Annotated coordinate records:
------

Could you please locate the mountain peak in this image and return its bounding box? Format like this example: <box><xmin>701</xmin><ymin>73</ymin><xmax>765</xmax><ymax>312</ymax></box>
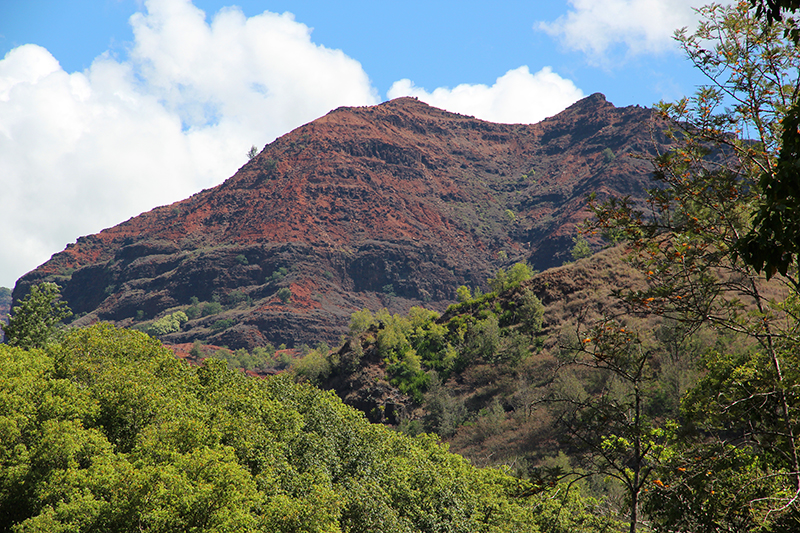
<box><xmin>14</xmin><ymin>97</ymin><xmax>664</xmax><ymax>348</ymax></box>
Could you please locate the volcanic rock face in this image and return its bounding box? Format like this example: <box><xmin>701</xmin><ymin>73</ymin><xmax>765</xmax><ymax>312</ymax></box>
<box><xmin>14</xmin><ymin>94</ymin><xmax>658</xmax><ymax>348</ymax></box>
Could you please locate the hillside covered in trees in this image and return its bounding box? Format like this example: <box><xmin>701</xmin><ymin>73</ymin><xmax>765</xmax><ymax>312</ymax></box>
<box><xmin>0</xmin><ymin>2</ymin><xmax>800</xmax><ymax>533</ymax></box>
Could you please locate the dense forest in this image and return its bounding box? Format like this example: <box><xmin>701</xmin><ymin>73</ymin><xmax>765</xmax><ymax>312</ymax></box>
<box><xmin>0</xmin><ymin>2</ymin><xmax>800</xmax><ymax>533</ymax></box>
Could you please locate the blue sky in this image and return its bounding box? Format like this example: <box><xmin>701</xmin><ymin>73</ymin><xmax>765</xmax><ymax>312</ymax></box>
<box><xmin>0</xmin><ymin>0</ymin><xmax>720</xmax><ymax>287</ymax></box>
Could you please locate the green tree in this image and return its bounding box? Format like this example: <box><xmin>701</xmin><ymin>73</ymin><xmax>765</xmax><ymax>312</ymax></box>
<box><xmin>592</xmin><ymin>2</ymin><xmax>800</xmax><ymax>532</ymax></box>
<box><xmin>550</xmin><ymin>320</ymin><xmax>671</xmax><ymax>533</ymax></box>
<box><xmin>570</xmin><ymin>235</ymin><xmax>592</xmax><ymax>261</ymax></box>
<box><xmin>0</xmin><ymin>283</ymin><xmax>72</xmax><ymax>349</ymax></box>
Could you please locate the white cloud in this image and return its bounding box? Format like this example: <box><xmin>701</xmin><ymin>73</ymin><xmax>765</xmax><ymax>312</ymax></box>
<box><xmin>388</xmin><ymin>66</ymin><xmax>584</xmax><ymax>123</ymax></box>
<box><xmin>536</xmin><ymin>0</ymin><xmax>732</xmax><ymax>64</ymax></box>
<box><xmin>0</xmin><ymin>0</ymin><xmax>378</xmax><ymax>286</ymax></box>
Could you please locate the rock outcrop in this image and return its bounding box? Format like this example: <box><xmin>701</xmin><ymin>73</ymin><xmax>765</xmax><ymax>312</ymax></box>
<box><xmin>14</xmin><ymin>94</ymin><xmax>659</xmax><ymax>348</ymax></box>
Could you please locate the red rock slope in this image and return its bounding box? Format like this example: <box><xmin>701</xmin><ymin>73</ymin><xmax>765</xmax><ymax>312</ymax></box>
<box><xmin>14</xmin><ymin>94</ymin><xmax>654</xmax><ymax>348</ymax></box>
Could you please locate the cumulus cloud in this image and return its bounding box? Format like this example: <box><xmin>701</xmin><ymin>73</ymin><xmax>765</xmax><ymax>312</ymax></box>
<box><xmin>537</xmin><ymin>0</ymin><xmax>731</xmax><ymax>63</ymax></box>
<box><xmin>0</xmin><ymin>0</ymin><xmax>378</xmax><ymax>286</ymax></box>
<box><xmin>388</xmin><ymin>66</ymin><xmax>584</xmax><ymax>123</ymax></box>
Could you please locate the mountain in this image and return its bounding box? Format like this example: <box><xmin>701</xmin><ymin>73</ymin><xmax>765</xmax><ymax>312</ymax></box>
<box><xmin>13</xmin><ymin>94</ymin><xmax>663</xmax><ymax>349</ymax></box>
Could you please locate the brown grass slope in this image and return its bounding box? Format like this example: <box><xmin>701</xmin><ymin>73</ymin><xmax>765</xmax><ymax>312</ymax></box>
<box><xmin>14</xmin><ymin>94</ymin><xmax>658</xmax><ymax>348</ymax></box>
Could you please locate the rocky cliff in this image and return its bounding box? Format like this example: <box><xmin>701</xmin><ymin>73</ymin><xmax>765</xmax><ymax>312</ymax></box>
<box><xmin>14</xmin><ymin>94</ymin><xmax>659</xmax><ymax>348</ymax></box>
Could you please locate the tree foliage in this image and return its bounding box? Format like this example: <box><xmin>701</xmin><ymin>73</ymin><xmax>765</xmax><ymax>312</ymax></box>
<box><xmin>0</xmin><ymin>324</ymin><xmax>607</xmax><ymax>532</ymax></box>
<box><xmin>0</xmin><ymin>283</ymin><xmax>72</xmax><ymax>349</ymax></box>
<box><xmin>592</xmin><ymin>2</ymin><xmax>800</xmax><ymax>532</ymax></box>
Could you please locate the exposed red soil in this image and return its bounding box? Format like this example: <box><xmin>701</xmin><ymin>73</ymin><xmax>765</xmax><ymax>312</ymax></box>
<box><xmin>14</xmin><ymin>94</ymin><xmax>658</xmax><ymax>348</ymax></box>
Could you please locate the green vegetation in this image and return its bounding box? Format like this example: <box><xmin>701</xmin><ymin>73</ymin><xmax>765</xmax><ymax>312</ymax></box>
<box><xmin>571</xmin><ymin>234</ymin><xmax>592</xmax><ymax>261</ymax></box>
<box><xmin>310</xmin><ymin>263</ymin><xmax>543</xmax><ymax>403</ymax></box>
<box><xmin>0</xmin><ymin>324</ymin><xmax>613</xmax><ymax>532</ymax></box>
<box><xmin>144</xmin><ymin>311</ymin><xmax>189</xmax><ymax>337</ymax></box>
<box><xmin>0</xmin><ymin>283</ymin><xmax>72</xmax><ymax>349</ymax></box>
<box><xmin>275</xmin><ymin>287</ymin><xmax>292</xmax><ymax>303</ymax></box>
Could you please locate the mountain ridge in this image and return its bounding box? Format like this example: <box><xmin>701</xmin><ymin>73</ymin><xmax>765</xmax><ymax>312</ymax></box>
<box><xmin>14</xmin><ymin>93</ymin><xmax>668</xmax><ymax>348</ymax></box>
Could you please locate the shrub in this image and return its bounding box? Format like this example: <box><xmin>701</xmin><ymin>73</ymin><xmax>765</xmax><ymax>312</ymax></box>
<box><xmin>203</xmin><ymin>302</ymin><xmax>222</xmax><ymax>316</ymax></box>
<box><xmin>145</xmin><ymin>311</ymin><xmax>189</xmax><ymax>336</ymax></box>
<box><xmin>275</xmin><ymin>287</ymin><xmax>292</xmax><ymax>303</ymax></box>
<box><xmin>211</xmin><ymin>318</ymin><xmax>236</xmax><ymax>331</ymax></box>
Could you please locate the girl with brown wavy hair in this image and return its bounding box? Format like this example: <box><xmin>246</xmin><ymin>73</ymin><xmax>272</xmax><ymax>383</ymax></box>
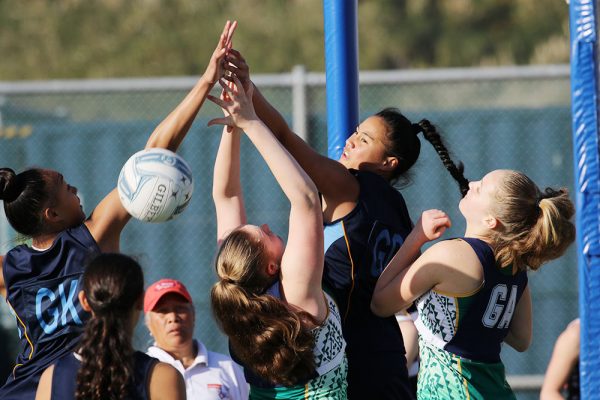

------

Given instruction:
Identify every line in the material that contains the word "brown", and copy each of those lines in full.

Full solution:
Could you please locate the brown grass slope in this image and return its bounding box? Format like this example: <box><xmin>701</xmin><ymin>73</ymin><xmax>765</xmax><ymax>312</ymax></box>
Could you please locate the girl with brown wavy hair in this image and return its bounding box? Format like this example: <box><xmin>246</xmin><ymin>73</ymin><xmax>272</xmax><ymax>383</ymax></box>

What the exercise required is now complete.